Tasks for this exercise:
A: In the Rclone write-up, rewrite the stretch from "These may vary" through "top-level folders, eg.", putting "root-level" wherever "top-level" appears.
B: In the Rclone write-up, how many top-level folders does the author sort all files under?
C: Pick up the Rclone write-up where it stops and keep writing it.

* Start Text block *

I have been using Rclone to backup my
files for a few years now, and have developed a workflow of sorts for
it. I'll discuss ways in which I organize my files and how that allows
me to automatically create verifiable and "portable" backups with
Rclone.
My setup definitely won't fit most people's use cases, but I hope this
will give you some inspiration on how to incorporate Rclone around your
own workflow. It's an extremely useful tool that can automate
surprisingly many cloud storage and backup related tasks.
In order to make the most out of Rclone and its capability for
automation, I try to stick to the following general rules when
organizing my files:
1.
All files will be categorized under one of six top-level folders:
Audio
, Documents
, Literature
,
Pictures
, Software
and Videos
.
These may vary widely depending on your files, but in general it's
important to categorize every file around a set of generic folders.
The top-level folders can also be verbs if it makes more sense to you,
eg. Listen
, Write
, Read
,
Watch
, Program
and Study
.
2.
All files will be placed in subfolders under the top-level folders, eg.
Audio/Podcasts
, Audio/Music
,
Videos/Movies
, Videos/TV Shows
.
Files should never be placed directly under a top-level folder, as
there is always a subcategory they can be placed under. Keeping files
in at least depth 2 or higher in the directory tree will also help with
automation later on.
3.
Files placed under the previously mentioned subfolders need to follow a
consistent file naming convention and folder structure, but only
limited to their respective subfolders.
For example, files placed in Audio/Music
could be
categorized further in subfolders "Album Artist/Album
Name"
, whereas files placed in Videos/Movies
wouldn't need to be placed in subfolders, instead named as "Movie
Title (Year)"
.
The most important part is that each subfolder's files should be placed
at a consistent folder depth. For example, files in
Audio/Music
will all be placed at depth 4:
Audio/Music/Album Artist/Album Name/## Track Title.mp3
,
whereas files placed in Videos/Movies
will all be placed
at depth 2: Videos/Movies/Movie Title (Year).mkv
.
I wrote a simple
Bash script
to help keep track of this. The script prints out each depth files are
found at for a given directory.
When files are organized following the aforementioned rules, some interesting automation will become possible. Let's say that each of the subfolders and their common file depths are cataloged in a TSV-file, like so:
2 Audio/Music 0 Literature/Books 0 Videos/Movies 2 Videos/TV Shows
The first field will specify a consistent depth for files relative
to the given subfolder. This means that Audio/Music
's common
subfolders Album Artist/Album Name
make files reside at depth
2, whereas files placed directly under Literature/Books
are at
depth 0.
With this TSV-file quite a lot of automation has now become possible. The
following sections will contain some examples of this.
In order to create backups, more specifically verifiable backups, we
need to have checksums for everything. This is something backup tools like
Borg and
Restic will always create for you.
However, something I dislike about these methods is their own ways of
browsing and managing the resulting backups. These tools have their own
commands for listing, verifying, mounting and restoring files in a backup.
Having become quite familiar with Rclone over the past few years, I wanted
to achieve something similar to these backup tools entirely within Rclone.

* End Text block *
* Start Record extracts *

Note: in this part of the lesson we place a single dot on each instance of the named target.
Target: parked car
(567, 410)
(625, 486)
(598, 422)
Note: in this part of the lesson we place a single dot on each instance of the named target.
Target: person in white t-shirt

* End Record extracts *

Results of the tasks:
A:
These may vary widely depending on your files, but in general it's
important to categorize every file around a set of generic folders.
The root-level folders can also be verbs if it makes more sense to you,
eg. Listen
, Write
, Read
,
Watch
, Program
and Study
.
2.
All files will be placed in subfolders under the root-level folders, eg.

B: Six

C:
Turns out, it's entirely possible to create backups with Rclone when using
it with the option
--backup-dir
.
To create backups with Rclone, checksum files need to be created. Unlike
traditional backup tools, Rclone won't automatically create these for
you. This is where the previously mentioned TSV-file comes in handy. Since
the file depth specified for each subfolder means that no files should be
placed above that given depth, we can create checksums for all files under
that depth.
In order to automate this, I wrote a Bash script called
new-md5
,
which can recursively create MD5 files at specified depths.
Instead of creating one large MD5 file directly under Audio/Music
,
new-md5
can create a separate MD5 file for each album
at depth 2. The benefit of this over large MD5 files is that renaming and
moving directories around remains easy.
Given that every subfolder is specified in the TSV-file with their correct
file depths, automating checksum creation becomes a trivial task with
new-md5
or a similar helper script. See
new-md5
's
documentation for some use cases.
Since every directory now has MD5 files, backing up can be done in a more
"portable" fashion than some traditional backup tools allow for. With this
I mean that the files can simply be copied or synced as is to new drives
without a need to generate new checksums for the resulting backup. Since
new-md5
doesn't update hashes in the generated checksum files
by default, there is no danger of files being changed without notice
between multiple new backups.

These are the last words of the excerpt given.